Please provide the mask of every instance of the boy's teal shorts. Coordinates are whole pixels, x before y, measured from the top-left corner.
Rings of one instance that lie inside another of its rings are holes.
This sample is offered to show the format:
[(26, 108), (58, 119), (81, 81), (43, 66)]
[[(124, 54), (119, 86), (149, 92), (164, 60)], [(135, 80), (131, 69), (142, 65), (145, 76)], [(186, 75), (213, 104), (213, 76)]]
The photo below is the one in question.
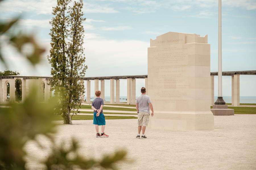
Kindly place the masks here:
[(103, 113), (100, 113), (100, 116), (96, 116), (97, 113), (93, 112), (93, 123), (94, 125), (105, 125), (106, 121), (105, 120), (105, 116)]

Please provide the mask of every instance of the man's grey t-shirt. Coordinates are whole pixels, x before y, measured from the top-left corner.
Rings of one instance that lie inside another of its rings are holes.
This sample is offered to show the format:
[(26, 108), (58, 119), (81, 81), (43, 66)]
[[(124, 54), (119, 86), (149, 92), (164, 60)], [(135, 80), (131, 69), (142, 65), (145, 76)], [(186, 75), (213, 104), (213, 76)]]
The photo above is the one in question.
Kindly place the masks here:
[(146, 94), (142, 94), (137, 98), (136, 103), (139, 104), (139, 112), (149, 113), (149, 105), (151, 103), (150, 97)]
[[(100, 97), (96, 97), (94, 99), (92, 103), (92, 106), (94, 107), (97, 110), (100, 109), (101, 105), (104, 105), (104, 100)], [(97, 113), (96, 111), (94, 110), (94, 113)], [(103, 109), (101, 110), (100, 113), (103, 113)]]

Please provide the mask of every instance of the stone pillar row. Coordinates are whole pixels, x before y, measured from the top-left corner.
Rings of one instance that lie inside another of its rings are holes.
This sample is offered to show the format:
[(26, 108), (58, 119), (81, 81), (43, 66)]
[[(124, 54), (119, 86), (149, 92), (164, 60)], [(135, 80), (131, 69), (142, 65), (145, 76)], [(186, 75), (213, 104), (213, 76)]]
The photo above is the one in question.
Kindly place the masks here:
[[(240, 75), (234, 75), (232, 76), (232, 105), (238, 106), (240, 105)], [(214, 76), (211, 76), (211, 103), (214, 104)]]
[(232, 76), (232, 105), (234, 106), (240, 105), (240, 75), (234, 75)]

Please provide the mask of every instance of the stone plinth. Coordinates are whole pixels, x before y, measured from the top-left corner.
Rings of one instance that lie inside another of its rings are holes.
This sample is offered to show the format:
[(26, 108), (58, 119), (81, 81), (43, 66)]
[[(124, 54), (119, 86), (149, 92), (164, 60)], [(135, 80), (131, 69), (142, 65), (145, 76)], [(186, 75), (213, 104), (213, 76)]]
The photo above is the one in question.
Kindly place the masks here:
[(214, 116), (230, 116), (234, 113), (234, 109), (228, 109), (228, 105), (214, 105), (211, 111)]
[(150, 128), (214, 129), (207, 42), (207, 35), (172, 32), (150, 39), (146, 90), (155, 115), (150, 116)]

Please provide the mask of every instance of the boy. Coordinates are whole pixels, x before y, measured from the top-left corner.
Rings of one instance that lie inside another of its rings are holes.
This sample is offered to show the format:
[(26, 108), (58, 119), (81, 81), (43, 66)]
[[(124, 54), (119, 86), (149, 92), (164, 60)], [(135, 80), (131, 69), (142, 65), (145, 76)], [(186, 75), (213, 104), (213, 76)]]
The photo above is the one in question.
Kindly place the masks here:
[[(97, 134), (96, 137), (108, 137), (104, 133), (106, 121), (105, 116), (103, 114), (103, 106), (104, 105), (104, 101), (103, 99), (100, 98), (101, 96), (101, 92), (97, 90), (95, 92), (95, 94), (97, 97), (94, 99), (92, 103), (92, 109), (93, 110), (93, 124), (95, 125), (95, 128)], [(99, 126), (102, 125), (101, 127), (101, 135), (99, 133)]]

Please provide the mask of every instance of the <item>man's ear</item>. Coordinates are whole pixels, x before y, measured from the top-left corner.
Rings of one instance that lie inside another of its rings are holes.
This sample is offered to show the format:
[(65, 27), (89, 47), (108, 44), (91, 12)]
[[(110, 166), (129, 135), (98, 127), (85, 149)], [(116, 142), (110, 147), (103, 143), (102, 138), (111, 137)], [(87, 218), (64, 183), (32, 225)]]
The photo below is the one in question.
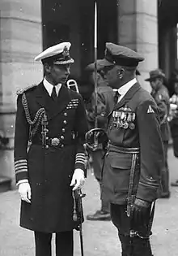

Given request => Rewrite the whole listing above with "whole pixels" changed to "integer pixels" everywhere it appears, keeping everything else the same. Leave the pictures out.

Reply to the exercise =>
Please provide the mask of every instance of the boy's teal shorts. Coordinates are integer pixels, x before y, measured from the top-left corner.
Rings of one instance that lie inside another of its rings are holes.
This sample is offered to show the format:
[(26, 108), (58, 119), (81, 81), (43, 66)]
[[(124, 54), (119, 86), (149, 92), (164, 60)], [(135, 80), (131, 69), (142, 65), (145, 76)], [(186, 75), (213, 104), (213, 76)]]
The photo below is the one in question.
Kindly place the masks here:
[(103, 113), (100, 113), (100, 116), (96, 116), (97, 113), (93, 112), (93, 123), (94, 125), (105, 125), (106, 121), (105, 120), (105, 116)]

Please provide the mask of every instance of the man's grey t-shirt. Coordinates are integer pixels, x before y, measured from the top-left corner.
Rings of one instance that lie inside another of its rings are holes.
This sample is offered to show the format:
[(26, 108), (58, 119), (81, 81), (43, 66)]
[[(124, 54), (119, 86), (149, 92), (164, 60)], [(135, 80), (131, 69), (142, 65), (145, 76)], [(186, 75), (213, 104), (213, 76)]]
The photo above is the one in question.
Kindly place the masks here:
[(146, 94), (142, 94), (137, 98), (136, 103), (139, 104), (139, 112), (149, 113), (149, 105), (151, 103), (150, 97)]
[[(100, 97), (96, 97), (94, 99), (92, 103), (92, 106), (94, 107), (97, 110), (100, 109), (101, 105), (104, 105), (104, 100)], [(97, 113), (96, 111), (94, 110), (94, 113)], [(103, 109), (101, 110), (100, 113), (103, 113)]]

Please provide the mask of every instance of the stone pillar row. Coordinates are integer pixels, x before y, measured from the top-left corner.
Rings of one instance that lie inside another of its rings are holes.
This sample is offered to show the format:
[(26, 108), (58, 119), (81, 81), (43, 66)]
[[(124, 54), (119, 86), (149, 92), (164, 60)], [(135, 80), (131, 69), (142, 65), (145, 76)], [(186, 75), (213, 104), (213, 76)]]
The photo above is the one in question.
Kindly place the masks here:
[[(240, 75), (234, 75), (232, 76), (232, 105), (238, 106), (240, 105)], [(214, 76), (211, 76), (211, 103), (214, 104)]]
[(232, 76), (232, 105), (234, 106), (240, 105), (240, 75), (234, 75)]

Please provide the mask of every instance of the stone plinth. Coordinates are integer pixels, x before y, measured from the top-left corner.
Rings of one instance that lie inside another of its rings are holes.
This sample is offered to show the format:
[(26, 108), (58, 119), (81, 81), (43, 66)]
[[(124, 54), (119, 86), (149, 92), (164, 60)], [(135, 80), (131, 69), (142, 65), (145, 76)], [(186, 75), (213, 104), (213, 76)]]
The photo above is the one in question.
Kindly place the masks here:
[(214, 116), (230, 116), (234, 113), (234, 109), (228, 109), (228, 105), (214, 105), (211, 111)]
[(150, 128), (214, 129), (207, 42), (207, 35), (172, 32), (150, 39), (146, 90), (155, 115), (150, 116)]

Please provide the mask of every instance of the boy. Coordinates are integer pixels, x before y, measured from the top-left corner.
Rings of one instance that lie inside another of its rings are holes.
This sample is offered to show the format:
[(26, 108), (58, 119), (81, 81), (43, 66)]
[[(124, 54), (119, 86), (149, 92), (164, 60)], [(135, 80), (131, 69), (142, 65), (145, 76)], [(186, 75), (213, 104), (213, 76)]]
The photo above is the one in question.
Kindly place the masks here:
[[(97, 134), (96, 137), (108, 137), (104, 133), (106, 121), (105, 116), (103, 114), (103, 106), (104, 105), (104, 101), (103, 99), (100, 98), (101, 96), (101, 92), (97, 90), (95, 92), (95, 94), (97, 97), (94, 99), (92, 103), (92, 109), (93, 110), (93, 124), (95, 125), (95, 128)], [(99, 126), (102, 125), (101, 127), (101, 135), (99, 133)]]

Please provide the mask of every instance of the <item>man's ear</item>. Coordinates are integer pixels, x before y, measured from the top-left corner.
Rings of one instance that lie inside another of its rings are holes.
This sample is offered to show the format:
[(65, 27), (89, 47), (108, 44), (91, 12)]
[[(110, 166), (129, 135), (98, 127), (85, 149)], [(116, 142), (110, 147), (103, 143), (102, 138), (111, 137)], [(87, 218), (64, 183), (32, 225)]]
The photo below is the one in question.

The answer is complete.